Given passage:

----

Zarifa Aziz gizi Aliyeva  (; April 28, 1923 – April 15, 1985) was an Azerbaijani ophthalmologist, academician of the National Academy of Sciences of Azerbaijan and professor.

She was the wife of third President of Azerbaijan Heydar Aliyev and the mother of the fourth President of Azerbaijan, Ilham Aliyev.

Biography
Zarifa Aziz gizi Aliyeva was born in Shahtakhkty village, Sharur, in 1923. Her father was Aziz Aliyev, People's Commissar of Public Health Services of the Azerbaijan SSR and later the first secretary of the Communist party's oblast committee of Dagestan. In 1948, she married Heydar Aliyev. On October 12, 1955, their daughter Sevil was born, and on December 24, 1961, their son Ilham was born. In 1982, she lived in Moscow with her family. 

Much of Aliyeva's working life was spent at the Azerbaijan State Institute of Advanced Medical Studies. She devised and introduced new methods for treatment of ocular diseases. She was the author of 14 monographs, hundreds of research papers, and 12 rationalization proposals.

----

Material supplied:
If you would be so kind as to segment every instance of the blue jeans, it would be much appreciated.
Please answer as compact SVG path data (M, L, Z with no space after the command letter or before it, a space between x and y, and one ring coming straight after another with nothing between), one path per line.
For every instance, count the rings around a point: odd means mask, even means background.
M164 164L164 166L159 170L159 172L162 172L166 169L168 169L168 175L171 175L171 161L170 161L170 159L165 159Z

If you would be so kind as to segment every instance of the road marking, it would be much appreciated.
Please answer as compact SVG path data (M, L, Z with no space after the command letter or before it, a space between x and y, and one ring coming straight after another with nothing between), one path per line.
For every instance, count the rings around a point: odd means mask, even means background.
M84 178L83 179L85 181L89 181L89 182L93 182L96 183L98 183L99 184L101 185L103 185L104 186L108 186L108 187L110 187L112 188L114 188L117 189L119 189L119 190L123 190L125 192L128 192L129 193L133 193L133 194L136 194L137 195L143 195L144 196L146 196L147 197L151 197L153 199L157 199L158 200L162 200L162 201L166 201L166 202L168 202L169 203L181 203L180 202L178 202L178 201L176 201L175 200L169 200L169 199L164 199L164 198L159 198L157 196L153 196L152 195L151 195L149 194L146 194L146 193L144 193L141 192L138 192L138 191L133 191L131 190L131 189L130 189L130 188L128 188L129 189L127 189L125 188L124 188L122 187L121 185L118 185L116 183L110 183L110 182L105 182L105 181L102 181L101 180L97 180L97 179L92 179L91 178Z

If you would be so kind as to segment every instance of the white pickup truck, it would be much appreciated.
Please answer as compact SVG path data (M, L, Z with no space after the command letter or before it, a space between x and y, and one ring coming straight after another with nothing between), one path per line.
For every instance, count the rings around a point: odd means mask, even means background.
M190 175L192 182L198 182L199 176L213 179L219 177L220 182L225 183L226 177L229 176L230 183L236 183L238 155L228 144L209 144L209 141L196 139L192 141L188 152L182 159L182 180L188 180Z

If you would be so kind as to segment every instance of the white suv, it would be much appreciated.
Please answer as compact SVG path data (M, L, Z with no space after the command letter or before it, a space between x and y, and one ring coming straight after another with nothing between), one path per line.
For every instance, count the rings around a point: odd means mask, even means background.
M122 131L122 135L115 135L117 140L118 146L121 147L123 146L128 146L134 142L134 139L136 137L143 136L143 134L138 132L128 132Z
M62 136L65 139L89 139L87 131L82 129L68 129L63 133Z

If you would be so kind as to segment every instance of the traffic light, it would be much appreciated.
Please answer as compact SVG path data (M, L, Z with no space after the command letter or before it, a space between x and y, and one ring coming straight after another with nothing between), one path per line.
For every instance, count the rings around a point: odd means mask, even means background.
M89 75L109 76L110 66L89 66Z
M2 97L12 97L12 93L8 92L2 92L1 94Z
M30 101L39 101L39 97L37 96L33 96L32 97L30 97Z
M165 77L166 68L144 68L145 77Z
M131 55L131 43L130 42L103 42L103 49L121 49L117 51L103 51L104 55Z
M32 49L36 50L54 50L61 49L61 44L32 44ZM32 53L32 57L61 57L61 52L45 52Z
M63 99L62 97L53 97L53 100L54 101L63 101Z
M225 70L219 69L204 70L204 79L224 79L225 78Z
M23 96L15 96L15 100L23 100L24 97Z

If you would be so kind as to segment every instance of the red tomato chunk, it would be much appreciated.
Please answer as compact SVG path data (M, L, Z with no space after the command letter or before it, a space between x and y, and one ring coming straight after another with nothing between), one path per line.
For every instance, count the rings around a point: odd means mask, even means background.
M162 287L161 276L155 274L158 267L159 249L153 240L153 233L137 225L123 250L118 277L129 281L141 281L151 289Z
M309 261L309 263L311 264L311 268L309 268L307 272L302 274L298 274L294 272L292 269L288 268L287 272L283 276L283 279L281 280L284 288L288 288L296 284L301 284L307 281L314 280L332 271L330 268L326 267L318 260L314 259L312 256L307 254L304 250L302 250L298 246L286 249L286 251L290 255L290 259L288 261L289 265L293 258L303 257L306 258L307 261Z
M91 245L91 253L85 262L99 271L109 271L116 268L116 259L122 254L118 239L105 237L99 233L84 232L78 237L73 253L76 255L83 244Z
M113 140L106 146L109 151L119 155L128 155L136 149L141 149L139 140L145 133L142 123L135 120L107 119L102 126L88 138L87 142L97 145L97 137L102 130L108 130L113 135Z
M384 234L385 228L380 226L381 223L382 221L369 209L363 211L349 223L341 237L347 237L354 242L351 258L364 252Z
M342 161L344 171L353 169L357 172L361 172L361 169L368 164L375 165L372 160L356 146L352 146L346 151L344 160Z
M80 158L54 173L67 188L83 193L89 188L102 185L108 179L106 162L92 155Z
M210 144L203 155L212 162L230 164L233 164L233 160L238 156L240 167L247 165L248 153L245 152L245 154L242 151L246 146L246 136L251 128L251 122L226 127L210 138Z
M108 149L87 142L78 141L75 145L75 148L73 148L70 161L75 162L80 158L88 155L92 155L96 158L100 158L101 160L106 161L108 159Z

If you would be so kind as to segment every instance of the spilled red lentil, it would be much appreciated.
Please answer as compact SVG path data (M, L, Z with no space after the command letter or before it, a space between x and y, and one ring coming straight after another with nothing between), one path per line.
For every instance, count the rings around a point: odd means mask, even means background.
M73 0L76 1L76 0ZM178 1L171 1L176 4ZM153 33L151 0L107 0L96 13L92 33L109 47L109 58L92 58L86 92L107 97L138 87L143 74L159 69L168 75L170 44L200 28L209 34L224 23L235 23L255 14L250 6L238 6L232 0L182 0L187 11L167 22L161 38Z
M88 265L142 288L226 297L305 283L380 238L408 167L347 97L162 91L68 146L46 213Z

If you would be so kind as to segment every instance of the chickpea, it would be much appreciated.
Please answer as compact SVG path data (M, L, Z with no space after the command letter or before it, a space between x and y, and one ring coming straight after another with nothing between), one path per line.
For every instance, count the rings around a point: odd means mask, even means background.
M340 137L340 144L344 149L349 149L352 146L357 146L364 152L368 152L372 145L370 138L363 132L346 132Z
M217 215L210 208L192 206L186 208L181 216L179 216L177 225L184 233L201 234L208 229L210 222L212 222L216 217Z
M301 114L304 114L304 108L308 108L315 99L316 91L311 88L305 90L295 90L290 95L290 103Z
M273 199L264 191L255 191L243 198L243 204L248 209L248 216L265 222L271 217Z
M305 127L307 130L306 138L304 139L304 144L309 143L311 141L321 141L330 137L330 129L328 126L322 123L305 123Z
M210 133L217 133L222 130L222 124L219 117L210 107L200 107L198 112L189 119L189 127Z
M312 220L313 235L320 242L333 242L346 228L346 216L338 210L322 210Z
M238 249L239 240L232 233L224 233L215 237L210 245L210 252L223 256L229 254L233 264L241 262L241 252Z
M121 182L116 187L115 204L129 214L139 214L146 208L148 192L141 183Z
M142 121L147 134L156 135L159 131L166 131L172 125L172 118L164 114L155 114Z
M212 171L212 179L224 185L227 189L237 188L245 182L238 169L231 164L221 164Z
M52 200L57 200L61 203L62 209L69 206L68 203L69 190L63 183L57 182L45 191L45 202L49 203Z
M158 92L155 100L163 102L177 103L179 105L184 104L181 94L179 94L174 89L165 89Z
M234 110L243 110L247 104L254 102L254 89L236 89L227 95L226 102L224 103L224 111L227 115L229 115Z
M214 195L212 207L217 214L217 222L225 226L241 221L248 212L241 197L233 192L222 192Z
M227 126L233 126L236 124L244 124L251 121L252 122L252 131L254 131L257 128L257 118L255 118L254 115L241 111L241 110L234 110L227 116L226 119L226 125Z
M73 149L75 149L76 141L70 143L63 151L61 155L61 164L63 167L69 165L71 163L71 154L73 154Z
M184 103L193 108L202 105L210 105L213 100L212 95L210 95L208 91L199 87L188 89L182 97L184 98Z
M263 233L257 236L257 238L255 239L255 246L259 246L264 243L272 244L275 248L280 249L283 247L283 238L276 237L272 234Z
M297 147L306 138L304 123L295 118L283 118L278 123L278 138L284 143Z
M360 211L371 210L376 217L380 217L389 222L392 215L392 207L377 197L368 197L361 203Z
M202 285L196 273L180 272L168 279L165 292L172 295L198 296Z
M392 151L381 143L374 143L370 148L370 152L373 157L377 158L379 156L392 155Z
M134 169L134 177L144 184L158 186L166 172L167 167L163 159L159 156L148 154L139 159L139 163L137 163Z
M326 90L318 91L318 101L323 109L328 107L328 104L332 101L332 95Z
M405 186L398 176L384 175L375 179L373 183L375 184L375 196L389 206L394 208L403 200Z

----

List of tasks:
a. Name every relative of Zarifa Aliyeva mentioned in her biography, and give each person's relation to her.
b. According to the biography of Zarifa Aliyeva, how many monographs did she write?
c. Carry on writing the biography of Zarifa Aliyeva from its last sentence.
The data were taken from a different source than the biography of Zarifa Aliyeva.

Answers to the exercises:
a.
- Aziz Aliyev: father
- Heydar Aliyev: husband
- Sevil: daughter
- Ilham Aliyev: son

b. She wrote 14 monographs.

c.
Death and legacy
In 1985, she died of cancer and was buried in Moscow. Later, in 1994, her remains were reburied in the Alley of Honor, Baku.

Postage stamps dedicated to Zarifa Aliyeva were released in 2003, 2008 and 2013.

Awards and honors
 Superior award in the sphere of ophthalmology – Premium named after M.I.Averbakh- professor of medical studies.

Selected works
 Anatomico-physiological features of the hydrodynamic system of the eye.
 Age-caused changes in eye and optic nerve passages: (Morfohistochemical researches) (in co-authorship). Baku, 1980.
 Professional pathology of eyesight (in co-authorship), 1988.
 Modern surgical methods in the treatment of epiphora.
 Lachrymal physiology.
 Sparing surgery in the treatment of the lacrimal passages.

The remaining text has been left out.